→ Exercise description: Any picture in the data below should be skipped, while every line is repeated exactly.

Point localization data:
┄┄┄┄┄┄
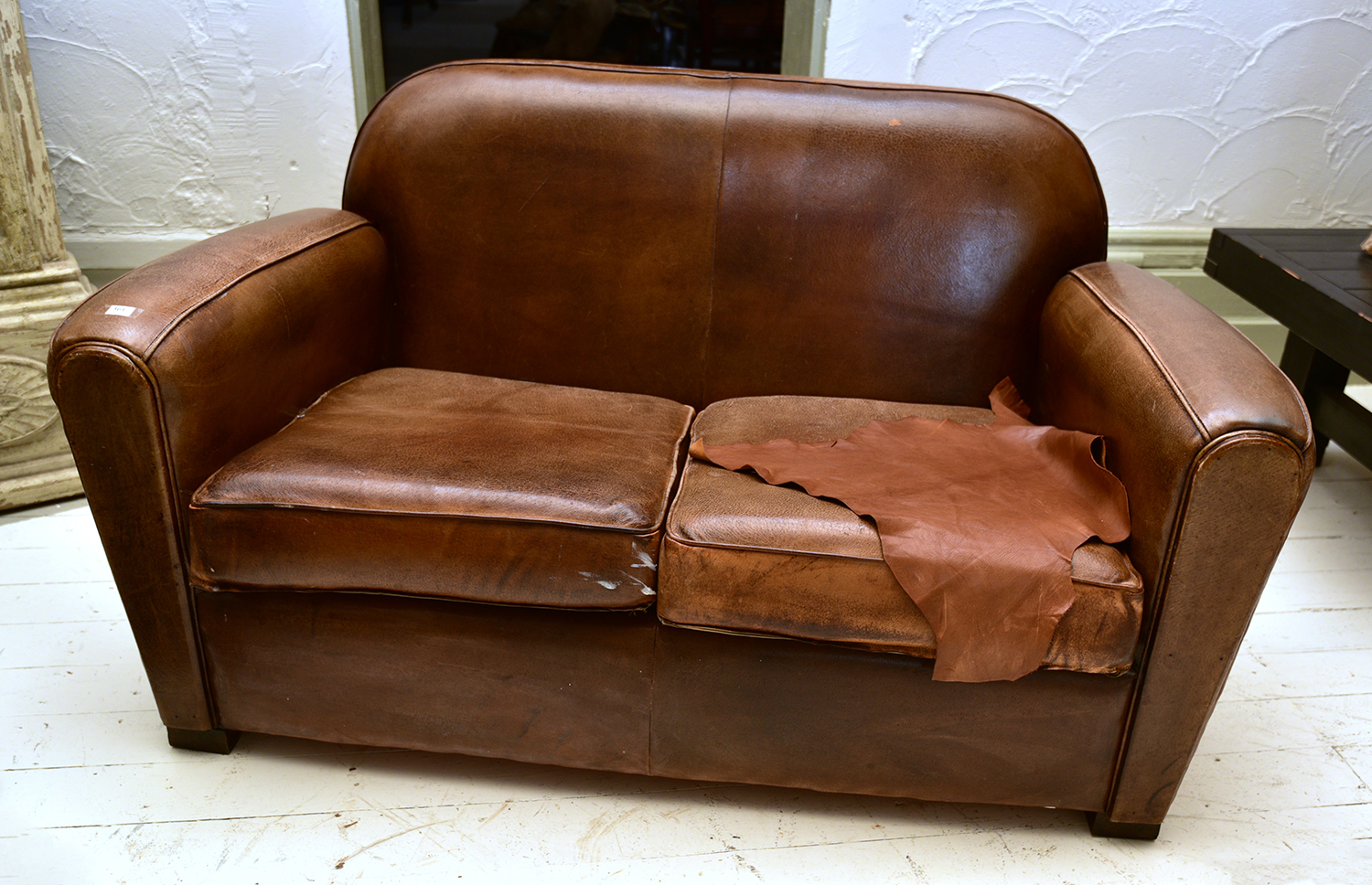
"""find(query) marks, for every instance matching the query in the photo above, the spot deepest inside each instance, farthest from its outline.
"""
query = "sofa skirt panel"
(817, 717)
(516, 682)
(622, 692)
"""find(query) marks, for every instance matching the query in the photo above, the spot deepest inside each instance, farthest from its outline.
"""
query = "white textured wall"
(1196, 112)
(178, 118)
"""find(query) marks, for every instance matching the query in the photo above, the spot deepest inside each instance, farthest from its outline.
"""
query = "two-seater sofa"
(414, 474)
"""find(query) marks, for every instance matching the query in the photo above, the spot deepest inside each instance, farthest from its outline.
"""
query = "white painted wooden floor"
(91, 792)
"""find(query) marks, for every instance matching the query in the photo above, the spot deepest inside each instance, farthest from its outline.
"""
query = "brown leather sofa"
(488, 537)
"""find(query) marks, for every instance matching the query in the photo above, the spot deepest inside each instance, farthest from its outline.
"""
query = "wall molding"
(1163, 249)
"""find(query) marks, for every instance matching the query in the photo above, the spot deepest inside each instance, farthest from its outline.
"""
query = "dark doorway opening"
(715, 35)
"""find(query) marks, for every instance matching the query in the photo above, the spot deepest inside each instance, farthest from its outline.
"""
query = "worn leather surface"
(1216, 452)
(686, 233)
(744, 556)
(450, 485)
(210, 350)
(439, 676)
(817, 717)
(691, 236)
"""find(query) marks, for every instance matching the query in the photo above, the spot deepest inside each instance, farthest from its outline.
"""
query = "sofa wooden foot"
(210, 741)
(1105, 827)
┄┄┄┄┄┄
→ Task response:
"""find(query) marks, for every instance matching the query in the photo above, the spot deepest inside each instance, farthest from its outline.
"""
query = "sofa skirt panel"
(817, 717)
(516, 682)
(622, 692)
"""find(query) marks, for every instance matching the query in the photo above, the spot deepest inside each instance, farthest from its outline.
"""
query = "white textured wall"
(1196, 112)
(178, 118)
"""find(query) marks, for every instance matching the query in the photo above, the spot deepest inside each instance, farthest from its outline.
"""
query = "two-seater sofa"
(414, 474)
"""find(query) marks, for every instance matching the query in the photo above, the spot deepest inside each instance, farthest from its outline.
"""
query = "white painted wooden floor"
(91, 792)
"""find(query) marks, for every instance matching the query in the photo above, the spot deepest inside each instance, farthest from its outline.
"""
query = "brown leather sofa"
(488, 537)
"""find(query) marks, for every instance matching the query in the photo above, the spot deepest inside each instance, farthest from its outline.
"""
query = "wall molding"
(1163, 249)
"""find(query) marks, for every instance matching the query in the photo above, the spot deepest inside each instance, farthest from its outline.
"""
query = "dark doorway opening"
(715, 35)
"""find(query) marks, for every instance matching the query in the photo above, the spot deepest inside each instance, farthest from its outline.
"""
query = "worn leather surface"
(1216, 452)
(686, 233)
(744, 556)
(450, 485)
(210, 350)
(439, 676)
(817, 717)
(691, 236)
"""find(query) marks, for every instance matching the query in the photo above, the spot deepest inside each instance, farthest from its outline.
"""
query = "sofa wooden foot"
(210, 741)
(1105, 827)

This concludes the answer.